• [TASK TO CARRY OUT]:
Will you output the entries below exactly, skipping every image they contain?

• [ENTRIES]:

+===+

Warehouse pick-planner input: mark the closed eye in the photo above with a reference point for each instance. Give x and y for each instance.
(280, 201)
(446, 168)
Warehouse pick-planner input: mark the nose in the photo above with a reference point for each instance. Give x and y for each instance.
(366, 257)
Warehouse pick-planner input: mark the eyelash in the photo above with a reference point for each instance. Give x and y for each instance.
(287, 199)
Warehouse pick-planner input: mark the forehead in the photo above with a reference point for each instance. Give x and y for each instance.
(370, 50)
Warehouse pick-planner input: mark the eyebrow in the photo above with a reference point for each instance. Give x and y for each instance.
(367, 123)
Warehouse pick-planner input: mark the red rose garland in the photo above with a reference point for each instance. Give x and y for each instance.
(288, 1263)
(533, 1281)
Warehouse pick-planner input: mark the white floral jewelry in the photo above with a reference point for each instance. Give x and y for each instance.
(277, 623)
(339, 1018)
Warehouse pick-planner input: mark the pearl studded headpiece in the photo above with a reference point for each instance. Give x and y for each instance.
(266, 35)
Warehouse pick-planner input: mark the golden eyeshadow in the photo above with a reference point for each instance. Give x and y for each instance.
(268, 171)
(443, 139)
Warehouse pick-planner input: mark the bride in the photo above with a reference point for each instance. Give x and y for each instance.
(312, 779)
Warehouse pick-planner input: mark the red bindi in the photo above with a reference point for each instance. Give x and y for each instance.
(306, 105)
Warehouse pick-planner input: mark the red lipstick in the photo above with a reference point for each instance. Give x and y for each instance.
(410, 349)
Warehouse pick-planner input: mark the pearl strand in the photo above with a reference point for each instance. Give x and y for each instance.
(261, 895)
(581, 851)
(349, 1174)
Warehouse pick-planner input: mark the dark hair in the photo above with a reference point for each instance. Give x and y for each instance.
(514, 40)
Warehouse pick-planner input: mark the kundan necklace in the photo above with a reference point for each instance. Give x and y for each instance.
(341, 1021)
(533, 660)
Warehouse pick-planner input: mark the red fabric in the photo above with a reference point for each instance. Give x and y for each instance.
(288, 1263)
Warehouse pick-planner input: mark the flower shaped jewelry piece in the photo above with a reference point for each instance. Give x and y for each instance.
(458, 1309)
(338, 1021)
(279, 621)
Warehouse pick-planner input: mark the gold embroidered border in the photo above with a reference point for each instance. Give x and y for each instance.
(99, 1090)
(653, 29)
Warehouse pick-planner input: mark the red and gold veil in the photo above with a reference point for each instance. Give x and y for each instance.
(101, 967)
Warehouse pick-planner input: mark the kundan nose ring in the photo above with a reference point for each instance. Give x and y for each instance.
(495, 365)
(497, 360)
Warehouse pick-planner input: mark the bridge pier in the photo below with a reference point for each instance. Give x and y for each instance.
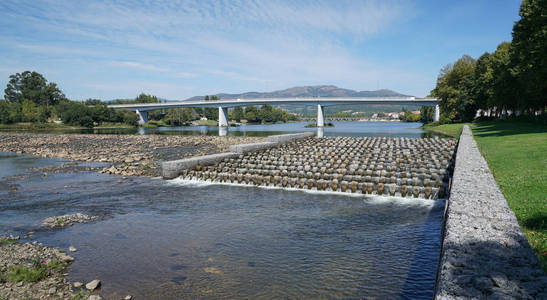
(437, 113)
(143, 116)
(320, 116)
(222, 116)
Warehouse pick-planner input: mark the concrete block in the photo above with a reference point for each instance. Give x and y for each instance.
(172, 169)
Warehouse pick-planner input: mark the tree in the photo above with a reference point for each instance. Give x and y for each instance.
(251, 114)
(451, 82)
(32, 86)
(10, 112)
(238, 113)
(529, 55)
(28, 110)
(265, 114)
(427, 114)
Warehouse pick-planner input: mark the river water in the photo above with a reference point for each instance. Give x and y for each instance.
(355, 129)
(161, 239)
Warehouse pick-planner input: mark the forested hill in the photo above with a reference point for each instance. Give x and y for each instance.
(308, 91)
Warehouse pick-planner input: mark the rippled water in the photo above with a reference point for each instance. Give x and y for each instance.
(165, 240)
(356, 129)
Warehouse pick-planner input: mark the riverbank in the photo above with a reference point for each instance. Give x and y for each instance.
(485, 253)
(126, 155)
(515, 153)
(34, 271)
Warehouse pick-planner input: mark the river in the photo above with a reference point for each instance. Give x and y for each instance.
(355, 129)
(161, 239)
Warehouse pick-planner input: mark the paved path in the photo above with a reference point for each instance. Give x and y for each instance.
(485, 254)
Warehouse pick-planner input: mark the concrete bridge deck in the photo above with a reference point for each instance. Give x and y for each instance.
(223, 105)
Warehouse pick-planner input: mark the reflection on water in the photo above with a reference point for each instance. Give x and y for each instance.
(371, 129)
(162, 240)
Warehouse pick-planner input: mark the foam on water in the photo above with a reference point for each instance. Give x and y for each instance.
(369, 198)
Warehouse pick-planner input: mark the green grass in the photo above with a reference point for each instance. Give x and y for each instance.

+===+

• [SOLUTION TO THE EXERCISE]:
Warehouse pick-planner input: mark the closed eye in the photo above with a reference point for each instance. Give x and y for each instance.
(280, 201)
(446, 168)
Warehouse pick-planner input: mark the nose in the photo above with a reference point for each instance. Give x and y for each instance.
(366, 257)
Warehouse pick-planner input: mark the eyelash in the photo above with a reference point for each instance. Give x and y for each instance.
(287, 199)
Warehouse pick-planner input: mark the forehead in the photo above with a reference point for each instance. Give x and y for each instance.
(370, 50)
Warehouse pick-planner input: mark the eyebrow in the photo above with a reference point for each instance. Give x and y for each instance.
(367, 123)
Warehouse pick-planner input: mark the red rose garland in the photo above with a reference point for each instance. Give x and y for each instance.
(288, 1263)
(533, 1281)
Warehouse pick-planner input: mark the white floral jewelry in the photo above with a reference point for each instance. Give x and y for each instance.
(277, 623)
(339, 1018)
Warehouse pick-planner input: mark the pearl studded headpiece in the photo above with a reference point for each instance. Give x and y for each instance.
(266, 35)
Warehouse pick-planner input: mark the golden eyeshadow in the photo above with a reference point for each instance. Give x and y for each instance.
(268, 171)
(443, 139)
Warehouse pick-planner input: mark the bride in the photo above with a reference point for each instance. Give x and y for each instance.
(312, 779)
Warehouse pick-planner input: mark the red bindi in the photo above with a reference point for each instance. Give x and y for each instance.
(306, 105)
Warehouse pick-planner input: mark the red lipstick in the photo above with a reference point for each instance. Give x and y for each instance.
(410, 349)
Warehouse pick-planner input: mark the pearl strand in the photo above with a reference point for each instance. Give x and y for each instance.
(261, 895)
(581, 851)
(349, 1174)
Warehouse pick-planner input: mark the dark hair in the photo above with a reference point for each instance. Give x and y for each instance.
(514, 40)
Warehouse pick-planner input: mark the kundan necklace in the photo above with a reference point for each instance. Give x and y for each instance.
(341, 1021)
(533, 660)
Warehouse pick-planner input: mark the red fabric in the photo above with a reference point for each instance. Give x and y for each instance.
(288, 1263)
Warehouse pick-planner input: mark the flower shaped jewelry piece in the photo above with a reference point for each instance. Give x and y for each instance.
(458, 1309)
(338, 1021)
(279, 621)
Warehouse pick-planner input: mark the gold embroidered border in the photo above with a reference point for each instance. Give x and y for each instance.
(99, 1090)
(653, 29)
Warehouse pick-planner input: mark the red and gold veil in the photo above with a reference point for each instance. Give x and y for each instance.
(101, 967)
Warehouse pick-planner input: mark the kundan nose ring in the photo above with a reference point for each instance. Give x and y for each instance.
(495, 365)
(497, 360)
Warehouse pick-planner input: mark the bridge pier in the photo below with a reference point for each instance. Give x and y for each instance.
(437, 113)
(143, 116)
(320, 116)
(222, 116)
Warehouse pick-planner input: mark the concrete block in the photo above with a reference point for each instance. Give x and y for each instance.
(172, 169)
Warehouse pick-planner input: mark the tree in the photo above with a reference point for each instance. Give x and y for each instance.
(251, 114)
(451, 82)
(32, 86)
(10, 112)
(238, 113)
(529, 55)
(28, 110)
(265, 114)
(427, 114)
Warehouse pick-planner input: mark the river water in the photo above with a reference point for each instance. Give x and y for each instance.
(355, 129)
(161, 239)
Warehouse pick-planner input: mark the forested hill in the photo above with a reference point for each instance. Give x and y for each instance.
(308, 91)
Warehouse pick-planner input: mark the rippled water in the photo above with a reference point for each instance. Give x and y for each instance.
(165, 240)
(356, 129)
Warehouse pick-planner input: mark the riverbank in the photo above with a reference point for each instance. Give x and y for each instance.
(485, 253)
(126, 155)
(515, 153)
(34, 271)
Warehouse pick-planner input: mark the river in the photo above with a reference point for each instance. Give x and y for each instance.
(355, 129)
(161, 239)
Warehouse pick-planner input: mark the paved path in the photo above with a reference point for each instance. Give x and y for each instance.
(485, 254)
Warehouse pick-planner input: mark the concrete bridge deck in the photo above with a reference point for each instance. Give x and y for each instance.
(223, 105)
Warehouse pick-planner input: mark the reflection on water in the photo above with a reference point for each instance. Give x and y for each instance.
(371, 129)
(162, 240)
Warehouse pick-planner input: mark the foam on water in the photo above with a reference point for each instance. Give x and y for each instance.
(369, 198)
Warehouse pick-planner input: mark the green grass in the photo above with a reference point for each instance. Give x and y for each instance.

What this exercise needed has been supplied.